**Listed records**
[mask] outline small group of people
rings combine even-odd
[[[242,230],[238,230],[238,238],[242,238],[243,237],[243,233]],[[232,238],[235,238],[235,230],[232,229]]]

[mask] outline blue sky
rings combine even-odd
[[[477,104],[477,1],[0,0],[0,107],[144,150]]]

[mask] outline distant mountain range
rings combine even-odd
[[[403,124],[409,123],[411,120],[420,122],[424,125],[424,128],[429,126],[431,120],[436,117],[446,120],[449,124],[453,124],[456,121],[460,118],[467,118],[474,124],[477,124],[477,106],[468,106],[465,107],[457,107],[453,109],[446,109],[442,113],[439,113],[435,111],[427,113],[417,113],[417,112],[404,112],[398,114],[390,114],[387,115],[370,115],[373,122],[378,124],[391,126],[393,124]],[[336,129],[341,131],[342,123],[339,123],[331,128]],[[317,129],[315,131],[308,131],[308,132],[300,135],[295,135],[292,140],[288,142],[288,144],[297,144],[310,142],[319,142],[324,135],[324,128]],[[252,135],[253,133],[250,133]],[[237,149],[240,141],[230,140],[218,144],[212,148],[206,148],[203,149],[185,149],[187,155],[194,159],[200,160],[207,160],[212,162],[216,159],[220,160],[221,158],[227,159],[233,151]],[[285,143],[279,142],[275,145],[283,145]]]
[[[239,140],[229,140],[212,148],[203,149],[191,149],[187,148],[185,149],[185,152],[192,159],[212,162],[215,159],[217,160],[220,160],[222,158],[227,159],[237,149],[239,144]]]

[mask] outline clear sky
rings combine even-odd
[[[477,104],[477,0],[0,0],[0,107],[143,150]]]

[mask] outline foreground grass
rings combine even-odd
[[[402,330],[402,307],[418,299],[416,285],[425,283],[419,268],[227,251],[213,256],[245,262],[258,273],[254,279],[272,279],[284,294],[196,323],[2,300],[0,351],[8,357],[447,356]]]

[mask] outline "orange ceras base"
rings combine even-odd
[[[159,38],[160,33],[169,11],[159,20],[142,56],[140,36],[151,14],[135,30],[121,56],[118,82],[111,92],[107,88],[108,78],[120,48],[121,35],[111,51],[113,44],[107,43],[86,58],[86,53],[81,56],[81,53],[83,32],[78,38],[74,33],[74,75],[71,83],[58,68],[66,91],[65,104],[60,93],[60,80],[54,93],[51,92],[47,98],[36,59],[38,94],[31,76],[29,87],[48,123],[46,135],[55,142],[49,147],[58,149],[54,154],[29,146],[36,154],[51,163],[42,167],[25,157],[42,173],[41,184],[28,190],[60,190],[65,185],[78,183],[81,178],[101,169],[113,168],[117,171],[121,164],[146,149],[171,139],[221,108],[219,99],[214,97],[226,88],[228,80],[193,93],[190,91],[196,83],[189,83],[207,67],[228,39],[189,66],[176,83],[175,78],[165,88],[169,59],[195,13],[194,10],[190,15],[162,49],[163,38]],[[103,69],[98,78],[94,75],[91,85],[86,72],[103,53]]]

**Task statement**
Please print every one of the lines above again, character for character, with nothing added or left out.

**Answer for this exercise**
[mask] outline small group of people
rings combine even-odd
[[[242,230],[238,230],[238,238],[242,238],[243,237],[243,233]],[[232,238],[235,238],[235,230],[232,229]]]

[mask] outline blue sky
rings combine even-odd
[[[477,104],[477,1],[0,0],[0,107],[144,150]]]

[mask] outline distant mountain range
rings combine even-odd
[[[403,124],[409,123],[411,120],[420,122],[424,125],[424,128],[429,126],[431,120],[436,117],[446,120],[449,124],[453,124],[456,121],[460,118],[467,118],[474,124],[477,124],[477,106],[468,106],[465,107],[457,107],[453,109],[446,109],[442,113],[439,113],[435,111],[427,113],[417,113],[417,112],[404,112],[398,114],[390,114],[387,115],[370,115],[373,122],[378,124],[391,126],[393,124]],[[336,129],[341,131],[342,123],[339,123],[331,128]],[[317,129],[315,131],[308,131],[308,132],[300,135],[295,135],[292,140],[288,142],[288,144],[297,144],[310,142],[319,142],[324,135],[324,128]],[[252,135],[253,133],[250,133]],[[237,149],[240,141],[230,140],[218,144],[212,148],[206,148],[203,149],[185,149],[187,155],[194,159],[200,160],[207,160],[212,162],[216,159],[220,160],[221,158],[227,159],[233,151]],[[285,143],[279,142],[275,145],[283,145]]]
[[[239,140],[229,140],[212,148],[203,149],[191,149],[187,148],[185,149],[185,152],[192,159],[212,162],[215,159],[217,160],[220,160],[222,158],[227,159],[237,149],[239,144]]]

[mask] outline clear sky
rings combine even-odd
[[[477,104],[477,0],[0,0],[0,107],[143,150]]]

[mask] outline foreground grass
rings combine even-odd
[[[402,330],[402,307],[418,299],[416,285],[425,283],[419,268],[227,251],[213,256],[245,262],[258,273],[254,279],[272,279],[284,294],[196,323],[2,300],[0,351],[8,357],[447,356]]]

[mask] outline "orange ceras base"
rings combine even-odd
[[[159,38],[160,33],[169,11],[159,20],[142,56],[140,36],[151,14],[135,30],[121,56],[118,82],[111,92],[107,88],[108,78],[120,48],[121,35],[111,51],[113,44],[107,43],[86,58],[86,53],[81,56],[81,53],[83,32],[78,38],[74,33],[74,75],[71,83],[58,68],[66,91],[65,104],[60,93],[60,80],[54,93],[51,92],[47,98],[36,59],[38,94],[31,76],[29,87],[48,123],[46,135],[55,142],[49,147],[58,149],[54,154],[29,146],[36,154],[51,163],[42,167],[25,157],[42,173],[41,184],[28,190],[60,190],[65,185],[78,183],[81,178],[101,169],[113,168],[117,171],[121,164],[146,149],[171,139],[221,108],[219,99],[214,97],[226,88],[228,80],[193,93],[190,91],[196,83],[189,83],[207,67],[228,39],[189,66],[176,83],[175,78],[165,88],[169,59],[195,13],[194,10],[190,15],[162,49],[163,38]],[[103,69],[98,78],[94,75],[91,85],[86,72],[103,53]]]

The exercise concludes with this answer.